A faithful copy is needed. Set down all of the data below exactly.

Data excerpts
++++++++++
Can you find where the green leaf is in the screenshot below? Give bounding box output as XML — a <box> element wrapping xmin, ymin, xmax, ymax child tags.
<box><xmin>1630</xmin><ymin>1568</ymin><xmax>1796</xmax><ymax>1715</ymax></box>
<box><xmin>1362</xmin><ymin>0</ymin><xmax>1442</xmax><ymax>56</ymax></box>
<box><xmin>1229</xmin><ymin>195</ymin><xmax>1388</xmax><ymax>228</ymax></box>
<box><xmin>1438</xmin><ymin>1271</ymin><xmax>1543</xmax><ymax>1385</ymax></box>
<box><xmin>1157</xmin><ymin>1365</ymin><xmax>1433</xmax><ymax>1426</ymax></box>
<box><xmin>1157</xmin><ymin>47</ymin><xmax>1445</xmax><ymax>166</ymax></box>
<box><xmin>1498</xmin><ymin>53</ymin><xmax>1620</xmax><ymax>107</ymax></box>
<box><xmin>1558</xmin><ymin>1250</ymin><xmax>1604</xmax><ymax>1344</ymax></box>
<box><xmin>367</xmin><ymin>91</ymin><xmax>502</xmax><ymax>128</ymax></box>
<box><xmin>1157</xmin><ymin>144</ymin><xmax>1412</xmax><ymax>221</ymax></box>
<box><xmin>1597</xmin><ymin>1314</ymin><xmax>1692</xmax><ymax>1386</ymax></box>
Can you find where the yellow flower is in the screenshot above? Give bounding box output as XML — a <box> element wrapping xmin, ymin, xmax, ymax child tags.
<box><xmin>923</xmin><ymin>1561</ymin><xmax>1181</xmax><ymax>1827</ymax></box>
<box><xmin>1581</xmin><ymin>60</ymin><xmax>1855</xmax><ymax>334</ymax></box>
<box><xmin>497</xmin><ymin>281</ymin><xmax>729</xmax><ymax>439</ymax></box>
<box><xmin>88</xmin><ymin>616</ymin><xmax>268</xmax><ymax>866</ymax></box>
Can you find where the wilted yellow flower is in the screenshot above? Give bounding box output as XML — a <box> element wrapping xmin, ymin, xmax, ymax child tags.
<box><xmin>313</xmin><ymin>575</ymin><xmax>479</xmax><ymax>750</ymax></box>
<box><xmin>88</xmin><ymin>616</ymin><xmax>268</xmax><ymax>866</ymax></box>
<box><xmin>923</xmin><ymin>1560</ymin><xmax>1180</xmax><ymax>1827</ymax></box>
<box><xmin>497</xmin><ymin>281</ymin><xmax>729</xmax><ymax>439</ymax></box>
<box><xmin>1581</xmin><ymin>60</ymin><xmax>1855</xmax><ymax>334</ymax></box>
++++++++++
ANSWER FOR THIS EXERCISE
Can you find where the green leaf is in the screenshot below? Give bounding box output as XML — a <box> element wrapping xmin, ymin, xmax, ymax child tags.
<box><xmin>1630</xmin><ymin>1568</ymin><xmax>1796</xmax><ymax>1715</ymax></box>
<box><xmin>1362</xmin><ymin>0</ymin><xmax>1442</xmax><ymax>56</ymax></box>
<box><xmin>1229</xmin><ymin>195</ymin><xmax>1388</xmax><ymax>228</ymax></box>
<box><xmin>1438</xmin><ymin>1271</ymin><xmax>1543</xmax><ymax>1385</ymax></box>
<box><xmin>1157</xmin><ymin>1365</ymin><xmax>1433</xmax><ymax>1426</ymax></box>
<box><xmin>1157</xmin><ymin>47</ymin><xmax>1445</xmax><ymax>166</ymax></box>
<box><xmin>1498</xmin><ymin>53</ymin><xmax>1620</xmax><ymax>107</ymax></box>
<box><xmin>1558</xmin><ymin>1250</ymin><xmax>1604</xmax><ymax>1344</ymax></box>
<box><xmin>367</xmin><ymin>91</ymin><xmax>502</xmax><ymax>128</ymax></box>
<box><xmin>1157</xmin><ymin>144</ymin><xmax>1412</xmax><ymax>221</ymax></box>
<box><xmin>1597</xmin><ymin>1314</ymin><xmax>1692</xmax><ymax>1386</ymax></box>
Can you find where the yellow flower is in the screenshot above? Give bounding box output as XML — a <box> element wrapping xmin, ymin, xmax, ymax child tags.
<box><xmin>923</xmin><ymin>1561</ymin><xmax>1181</xmax><ymax>1827</ymax></box>
<box><xmin>1581</xmin><ymin>60</ymin><xmax>1855</xmax><ymax>334</ymax></box>
<box><xmin>497</xmin><ymin>281</ymin><xmax>729</xmax><ymax>439</ymax></box>
<box><xmin>88</xmin><ymin>616</ymin><xmax>268</xmax><ymax>866</ymax></box>
Can you find where the wilted yellow flower is in the screenshot above? Give bounding box output as XML — a <box> element wrapping xmin, ymin, xmax, ymax child tags.
<box><xmin>313</xmin><ymin>575</ymin><xmax>479</xmax><ymax>750</ymax></box>
<box><xmin>88</xmin><ymin>616</ymin><xmax>268</xmax><ymax>866</ymax></box>
<box><xmin>923</xmin><ymin>1560</ymin><xmax>1180</xmax><ymax>1827</ymax></box>
<box><xmin>497</xmin><ymin>281</ymin><xmax>729</xmax><ymax>439</ymax></box>
<box><xmin>1581</xmin><ymin>60</ymin><xmax>1855</xmax><ymax>334</ymax></box>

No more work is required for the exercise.